▸ **Work to be completed**
Please list every line of the records that contains the string "sweatshirt", treating uppercase and lowercase as different.

Saved entries
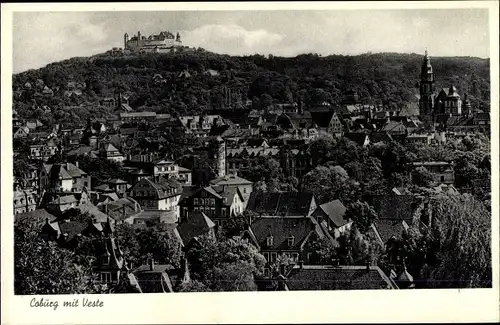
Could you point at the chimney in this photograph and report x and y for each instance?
(151, 264)
(282, 269)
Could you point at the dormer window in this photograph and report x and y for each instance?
(270, 241)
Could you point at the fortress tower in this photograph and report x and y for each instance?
(426, 102)
(125, 41)
(220, 157)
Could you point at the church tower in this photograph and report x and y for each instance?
(220, 157)
(125, 41)
(426, 102)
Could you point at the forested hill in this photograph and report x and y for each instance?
(211, 79)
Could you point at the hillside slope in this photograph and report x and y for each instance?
(214, 81)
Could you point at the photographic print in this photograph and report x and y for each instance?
(224, 151)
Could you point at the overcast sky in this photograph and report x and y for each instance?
(40, 38)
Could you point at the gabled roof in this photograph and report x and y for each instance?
(230, 180)
(280, 204)
(67, 199)
(154, 281)
(281, 229)
(197, 224)
(93, 211)
(335, 211)
(326, 277)
(57, 171)
(37, 217)
(395, 207)
(71, 228)
(386, 228)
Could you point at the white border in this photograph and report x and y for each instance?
(346, 306)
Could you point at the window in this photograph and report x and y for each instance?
(106, 277)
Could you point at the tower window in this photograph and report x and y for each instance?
(270, 241)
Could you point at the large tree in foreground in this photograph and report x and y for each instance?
(44, 268)
(456, 251)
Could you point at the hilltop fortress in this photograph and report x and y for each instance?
(162, 42)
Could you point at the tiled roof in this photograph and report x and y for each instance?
(64, 200)
(72, 228)
(231, 180)
(57, 171)
(386, 228)
(335, 210)
(280, 204)
(395, 207)
(322, 118)
(380, 137)
(323, 277)
(93, 211)
(37, 217)
(197, 224)
(283, 228)
(156, 281)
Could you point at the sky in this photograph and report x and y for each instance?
(40, 38)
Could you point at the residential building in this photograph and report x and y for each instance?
(110, 152)
(163, 194)
(330, 215)
(194, 225)
(442, 171)
(234, 181)
(284, 204)
(24, 201)
(284, 236)
(217, 202)
(63, 177)
(330, 277)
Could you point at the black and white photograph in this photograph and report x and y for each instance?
(176, 151)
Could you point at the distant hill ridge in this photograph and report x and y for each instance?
(187, 82)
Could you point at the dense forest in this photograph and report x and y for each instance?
(156, 82)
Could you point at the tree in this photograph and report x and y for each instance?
(422, 177)
(329, 183)
(44, 268)
(356, 248)
(362, 214)
(127, 238)
(228, 265)
(323, 251)
(162, 246)
(458, 253)
(193, 286)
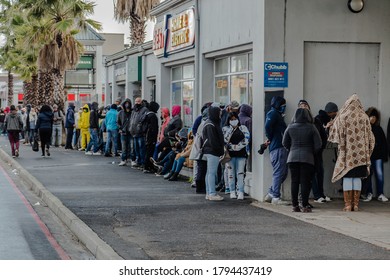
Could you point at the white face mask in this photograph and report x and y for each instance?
(233, 122)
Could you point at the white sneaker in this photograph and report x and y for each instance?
(268, 198)
(382, 198)
(369, 198)
(278, 201)
(215, 197)
(320, 200)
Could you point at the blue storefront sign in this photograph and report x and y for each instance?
(276, 74)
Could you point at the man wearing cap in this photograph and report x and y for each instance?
(69, 125)
(274, 130)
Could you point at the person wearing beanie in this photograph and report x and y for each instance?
(112, 131)
(274, 130)
(13, 124)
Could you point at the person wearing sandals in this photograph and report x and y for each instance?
(302, 140)
(45, 126)
(236, 138)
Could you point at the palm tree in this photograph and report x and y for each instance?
(137, 11)
(62, 20)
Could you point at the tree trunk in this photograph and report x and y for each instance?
(137, 30)
(10, 88)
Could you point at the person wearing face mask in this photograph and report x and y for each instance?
(236, 137)
(378, 157)
(69, 125)
(274, 130)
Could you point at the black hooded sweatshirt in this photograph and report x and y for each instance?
(212, 133)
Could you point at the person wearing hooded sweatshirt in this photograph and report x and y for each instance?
(13, 124)
(45, 128)
(94, 117)
(84, 128)
(69, 125)
(123, 120)
(302, 140)
(274, 129)
(213, 148)
(112, 131)
(151, 123)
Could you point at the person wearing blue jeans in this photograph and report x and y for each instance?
(274, 130)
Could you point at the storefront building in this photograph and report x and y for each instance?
(251, 50)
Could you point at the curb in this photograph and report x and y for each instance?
(100, 249)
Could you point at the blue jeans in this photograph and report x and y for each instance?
(127, 147)
(178, 164)
(211, 175)
(93, 141)
(377, 169)
(112, 135)
(139, 148)
(236, 171)
(280, 170)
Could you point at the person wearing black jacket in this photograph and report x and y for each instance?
(378, 157)
(151, 123)
(212, 149)
(94, 117)
(45, 126)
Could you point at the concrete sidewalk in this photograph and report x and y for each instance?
(371, 225)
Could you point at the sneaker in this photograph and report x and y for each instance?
(268, 198)
(327, 199)
(278, 201)
(215, 197)
(382, 198)
(369, 198)
(320, 200)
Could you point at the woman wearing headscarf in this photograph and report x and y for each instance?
(236, 136)
(302, 140)
(213, 143)
(44, 126)
(351, 130)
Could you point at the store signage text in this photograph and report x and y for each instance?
(276, 74)
(175, 33)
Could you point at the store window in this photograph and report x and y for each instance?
(183, 82)
(234, 79)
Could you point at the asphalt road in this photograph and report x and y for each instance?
(142, 216)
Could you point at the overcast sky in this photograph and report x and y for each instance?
(104, 13)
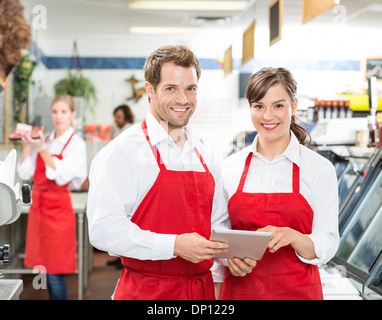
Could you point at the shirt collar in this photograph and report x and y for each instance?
(292, 152)
(62, 138)
(157, 133)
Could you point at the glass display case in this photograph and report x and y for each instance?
(360, 222)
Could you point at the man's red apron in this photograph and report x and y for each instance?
(178, 202)
(51, 233)
(279, 275)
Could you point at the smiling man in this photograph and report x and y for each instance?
(155, 192)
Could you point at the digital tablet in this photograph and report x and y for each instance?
(242, 243)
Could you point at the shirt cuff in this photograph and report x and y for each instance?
(218, 270)
(318, 250)
(163, 246)
(51, 173)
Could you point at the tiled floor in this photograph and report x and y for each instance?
(101, 282)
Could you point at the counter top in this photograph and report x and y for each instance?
(79, 201)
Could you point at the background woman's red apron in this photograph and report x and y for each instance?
(279, 275)
(51, 232)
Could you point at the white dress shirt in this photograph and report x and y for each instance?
(71, 169)
(121, 175)
(318, 185)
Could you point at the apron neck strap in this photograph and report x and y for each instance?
(154, 149)
(295, 180)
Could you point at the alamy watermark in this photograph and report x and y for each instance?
(39, 20)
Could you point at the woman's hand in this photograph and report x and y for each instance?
(39, 143)
(284, 236)
(240, 268)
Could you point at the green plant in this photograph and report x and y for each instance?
(22, 73)
(77, 85)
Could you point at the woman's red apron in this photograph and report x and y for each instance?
(51, 232)
(178, 202)
(280, 275)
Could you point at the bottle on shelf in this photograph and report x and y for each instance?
(371, 126)
(316, 111)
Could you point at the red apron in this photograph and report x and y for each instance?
(178, 202)
(280, 275)
(51, 232)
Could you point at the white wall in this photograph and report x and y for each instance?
(219, 106)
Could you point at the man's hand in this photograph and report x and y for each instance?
(195, 248)
(240, 268)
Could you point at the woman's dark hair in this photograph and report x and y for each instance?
(129, 116)
(266, 78)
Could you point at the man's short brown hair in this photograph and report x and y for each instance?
(179, 55)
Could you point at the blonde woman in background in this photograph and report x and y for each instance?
(57, 163)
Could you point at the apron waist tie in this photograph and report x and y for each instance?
(191, 281)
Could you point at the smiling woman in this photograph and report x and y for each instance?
(283, 188)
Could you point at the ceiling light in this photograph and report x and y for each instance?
(163, 30)
(189, 5)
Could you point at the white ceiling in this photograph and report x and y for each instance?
(68, 17)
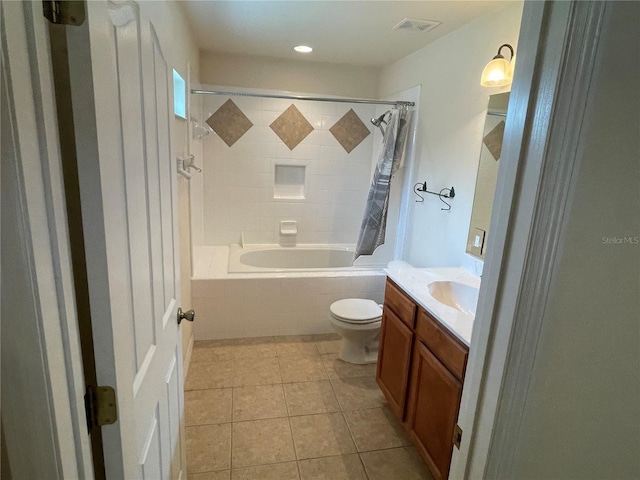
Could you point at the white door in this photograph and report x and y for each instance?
(122, 104)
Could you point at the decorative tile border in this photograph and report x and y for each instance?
(229, 122)
(350, 131)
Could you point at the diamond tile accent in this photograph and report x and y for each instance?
(493, 140)
(291, 127)
(229, 122)
(350, 131)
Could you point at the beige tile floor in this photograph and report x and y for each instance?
(288, 408)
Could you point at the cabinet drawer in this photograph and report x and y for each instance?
(401, 305)
(448, 350)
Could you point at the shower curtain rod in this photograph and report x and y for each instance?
(303, 97)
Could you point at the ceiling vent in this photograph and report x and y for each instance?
(416, 25)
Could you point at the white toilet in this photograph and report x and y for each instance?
(357, 321)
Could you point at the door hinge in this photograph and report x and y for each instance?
(100, 405)
(457, 436)
(64, 12)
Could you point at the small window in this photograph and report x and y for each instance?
(179, 96)
(289, 181)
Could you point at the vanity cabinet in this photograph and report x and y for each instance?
(421, 368)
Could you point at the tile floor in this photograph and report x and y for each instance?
(287, 408)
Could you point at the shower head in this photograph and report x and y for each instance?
(379, 121)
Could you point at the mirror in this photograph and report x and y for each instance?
(487, 174)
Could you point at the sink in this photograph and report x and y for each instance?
(463, 298)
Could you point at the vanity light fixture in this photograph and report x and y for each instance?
(499, 71)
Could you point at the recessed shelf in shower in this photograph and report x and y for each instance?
(289, 182)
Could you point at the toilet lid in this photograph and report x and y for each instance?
(356, 310)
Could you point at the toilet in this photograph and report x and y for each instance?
(358, 322)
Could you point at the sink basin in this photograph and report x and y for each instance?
(463, 298)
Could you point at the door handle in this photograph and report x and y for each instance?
(188, 315)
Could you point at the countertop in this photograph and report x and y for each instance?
(414, 282)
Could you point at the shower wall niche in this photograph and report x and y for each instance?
(271, 160)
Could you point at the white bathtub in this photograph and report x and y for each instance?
(235, 294)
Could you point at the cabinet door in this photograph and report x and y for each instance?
(394, 358)
(434, 408)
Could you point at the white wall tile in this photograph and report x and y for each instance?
(238, 180)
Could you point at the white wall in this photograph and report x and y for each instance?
(180, 50)
(294, 76)
(238, 181)
(582, 412)
(452, 111)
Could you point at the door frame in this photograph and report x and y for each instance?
(556, 57)
(43, 216)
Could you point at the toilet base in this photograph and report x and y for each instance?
(355, 352)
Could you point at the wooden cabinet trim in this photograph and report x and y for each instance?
(438, 462)
(401, 304)
(448, 349)
(394, 361)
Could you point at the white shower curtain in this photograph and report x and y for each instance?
(374, 223)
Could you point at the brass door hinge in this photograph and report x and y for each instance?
(64, 12)
(100, 405)
(457, 436)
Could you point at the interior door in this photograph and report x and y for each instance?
(122, 106)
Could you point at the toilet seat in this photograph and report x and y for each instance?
(356, 310)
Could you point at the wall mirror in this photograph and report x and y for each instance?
(490, 152)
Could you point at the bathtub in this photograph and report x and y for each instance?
(267, 290)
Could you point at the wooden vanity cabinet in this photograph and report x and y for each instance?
(421, 368)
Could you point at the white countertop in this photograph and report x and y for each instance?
(414, 282)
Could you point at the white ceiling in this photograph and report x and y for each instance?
(351, 32)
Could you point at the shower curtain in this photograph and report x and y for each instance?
(374, 222)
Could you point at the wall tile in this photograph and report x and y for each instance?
(238, 181)
(229, 122)
(292, 127)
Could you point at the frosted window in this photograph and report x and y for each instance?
(179, 95)
(289, 181)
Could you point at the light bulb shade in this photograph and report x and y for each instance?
(497, 73)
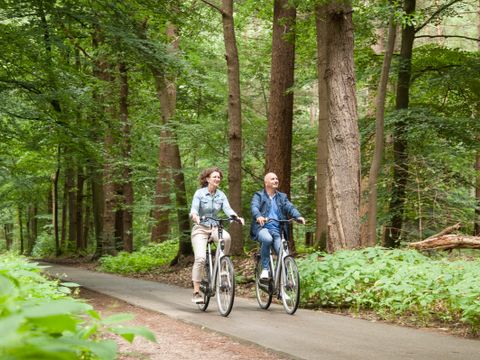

▸ **Finished task**
Could you point at the black hooded sweatshirt in this photograph and report x and y for each instance?
Could you point at the person wearing hooded sweatshirt in this photograph and report x and y for each instance?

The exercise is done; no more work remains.